##### STORED DATA #####
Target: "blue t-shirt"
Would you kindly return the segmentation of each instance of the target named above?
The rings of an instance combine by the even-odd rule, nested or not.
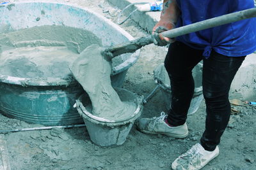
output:
[[[176,27],[254,8],[253,0],[177,0],[181,11]],[[213,49],[224,55],[239,57],[256,50],[256,18],[246,19],[197,31],[176,38],[192,48],[204,50],[209,57]]]

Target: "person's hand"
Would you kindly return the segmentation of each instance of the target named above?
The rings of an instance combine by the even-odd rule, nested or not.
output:
[[[174,39],[170,39],[164,37],[162,34],[159,34],[166,31],[175,28],[175,25],[170,20],[160,20],[156,24],[152,30],[153,43],[156,45],[165,46],[168,43],[172,43],[175,41]]]

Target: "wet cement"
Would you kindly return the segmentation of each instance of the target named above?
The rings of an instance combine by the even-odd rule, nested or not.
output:
[[[20,78],[71,76],[69,66],[92,44],[101,44],[92,32],[46,25],[0,35],[0,74]]]
[[[89,95],[92,113],[108,119],[129,119],[136,108],[134,103],[121,101],[113,89],[111,62],[102,55],[101,41],[92,32],[65,26],[35,27],[1,34],[0,46],[1,75],[73,76]]]
[[[88,94],[92,113],[116,122],[131,118],[136,106],[122,102],[111,86],[111,62],[102,55],[104,48],[97,45],[87,47],[74,62],[71,71]]]

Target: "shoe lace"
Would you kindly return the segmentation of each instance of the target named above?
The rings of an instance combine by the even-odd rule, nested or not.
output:
[[[164,121],[165,117],[167,115],[165,115],[165,113],[164,111],[161,112],[160,113],[160,117],[153,117],[151,118],[151,123],[150,124],[152,127],[155,127],[156,124],[157,122],[161,122],[161,121]]]

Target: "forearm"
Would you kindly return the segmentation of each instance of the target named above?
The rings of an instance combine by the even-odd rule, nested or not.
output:
[[[180,15],[176,0],[164,0],[161,19],[169,20],[175,24]]]

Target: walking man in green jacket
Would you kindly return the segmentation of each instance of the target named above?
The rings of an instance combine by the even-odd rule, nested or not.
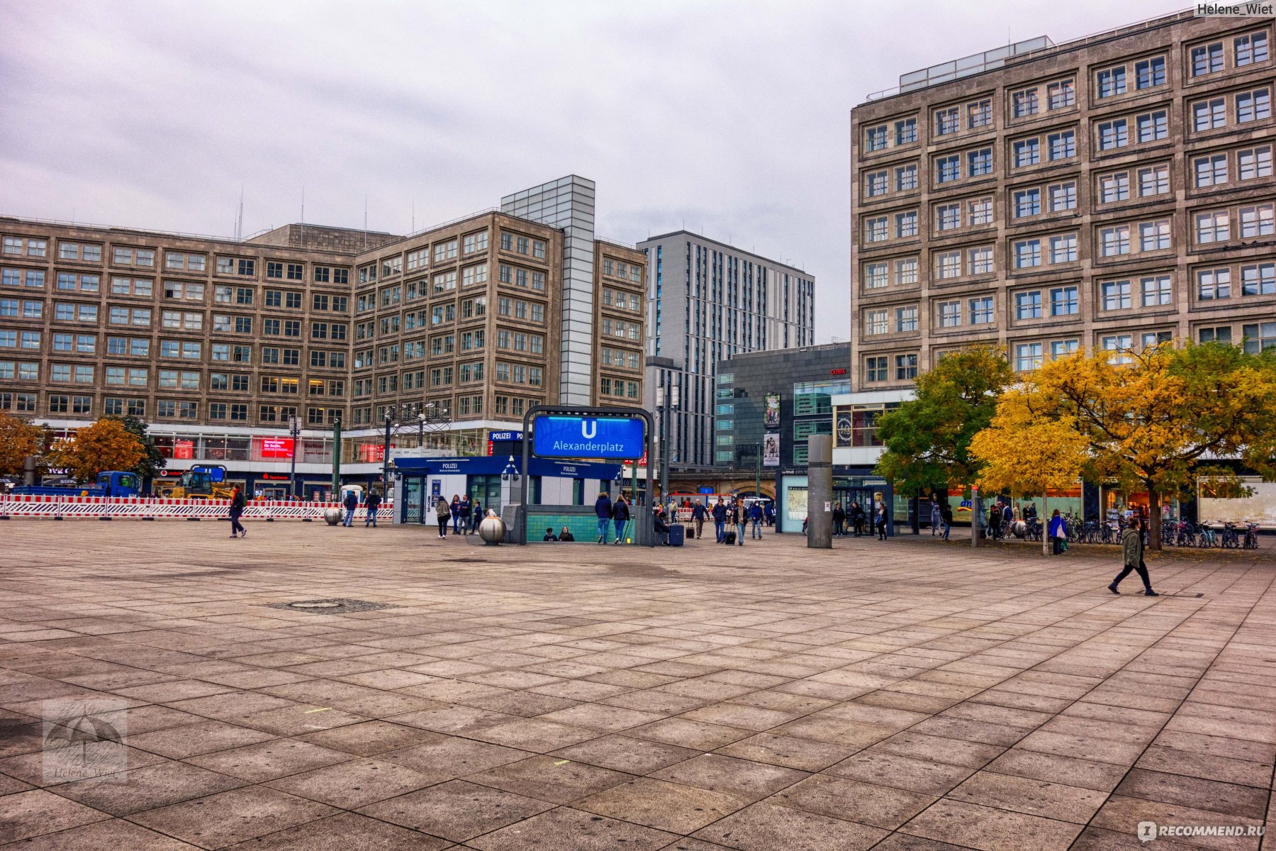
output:
[[[1131,570],[1137,570],[1138,578],[1143,581],[1143,593],[1148,597],[1160,597],[1159,593],[1152,591],[1152,583],[1147,578],[1147,565],[1143,564],[1143,532],[1139,528],[1138,518],[1131,519],[1129,526],[1127,526],[1125,531],[1122,533],[1120,550],[1125,566],[1116,574],[1113,583],[1108,586],[1108,591],[1111,591],[1114,595],[1119,595],[1120,591],[1116,589],[1116,586],[1120,584],[1122,579],[1129,575]]]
#####
*BRIEF*: Rewrite all the rows above with every "segmentation" changed to "outline" and everything else unchanged, leaving the pictures out.

*THE ANSWER*:
Target: "blue t-shirt"
Would you kindly return the outline of each instance of the target named above?
The rings of an instance combine by the even-odd rule, nested or not.
output:
[[[176,27],[254,8],[253,0],[177,0],[181,11]],[[213,49],[224,55],[239,57],[256,50],[256,18],[246,19],[197,31],[176,38],[192,48],[204,50],[209,57]]]

Target: "person's hand"
Would you kindly return the outline of each instance of the target named above?
The rings of an instance combine by the even-odd rule, nested or not.
output:
[[[174,39],[170,39],[164,37],[162,34],[159,34],[166,31],[175,28],[175,25],[170,20],[160,20],[156,24],[152,30],[153,43],[156,45],[165,46],[168,43],[172,43],[175,41]]]

Target: "wet cement"
Would you kindly return the outline of each instance of the target named above?
The rings of an instance combine by the even-odd rule, nested or not.
output:
[[[20,78],[71,76],[69,66],[92,44],[101,44],[92,32],[46,25],[0,35],[0,74]]]
[[[89,95],[92,113],[108,119],[129,119],[136,108],[134,103],[121,101],[113,89],[111,62],[102,55],[101,41],[92,32],[65,26],[35,27],[1,34],[0,46],[1,75],[73,76]]]
[[[88,94],[92,113],[116,122],[131,118],[136,106],[122,102],[111,86],[111,62],[102,55],[104,48],[97,45],[87,47],[74,62],[71,71]]]

Target: "shoe lace"
Would you kindly return the outline of each instance of the target named above?
The rings of an instance combine by the even-odd rule, nested or not.
output:
[[[164,121],[165,117],[167,115],[165,115],[165,113],[164,111],[161,112],[160,113],[160,117],[153,117],[151,118],[151,123],[150,124],[152,127],[155,127],[156,124],[157,122],[161,122],[161,121]]]

Target: "forearm"
Would you kindly return the outline of each instance of the target named above?
The rings of an instance combine by the even-odd rule, nested or not.
output:
[[[180,15],[176,0],[164,0],[161,19],[169,20],[175,24]]]

Target: walking man in green jacket
Would you kindly return the outline of each instance of the target named above?
The rings of an instance combine by the even-odd rule, nested or not.
output:
[[[1131,570],[1137,570],[1138,578],[1143,581],[1143,593],[1148,597],[1160,597],[1159,593],[1152,591],[1152,583],[1147,578],[1147,565],[1143,564],[1143,532],[1139,528],[1138,518],[1131,519],[1129,526],[1127,526],[1125,531],[1122,533],[1120,550],[1125,566],[1116,574],[1113,583],[1108,586],[1108,591],[1111,591],[1114,595],[1119,595],[1120,591],[1116,589],[1116,586],[1120,584],[1122,579],[1129,575]]]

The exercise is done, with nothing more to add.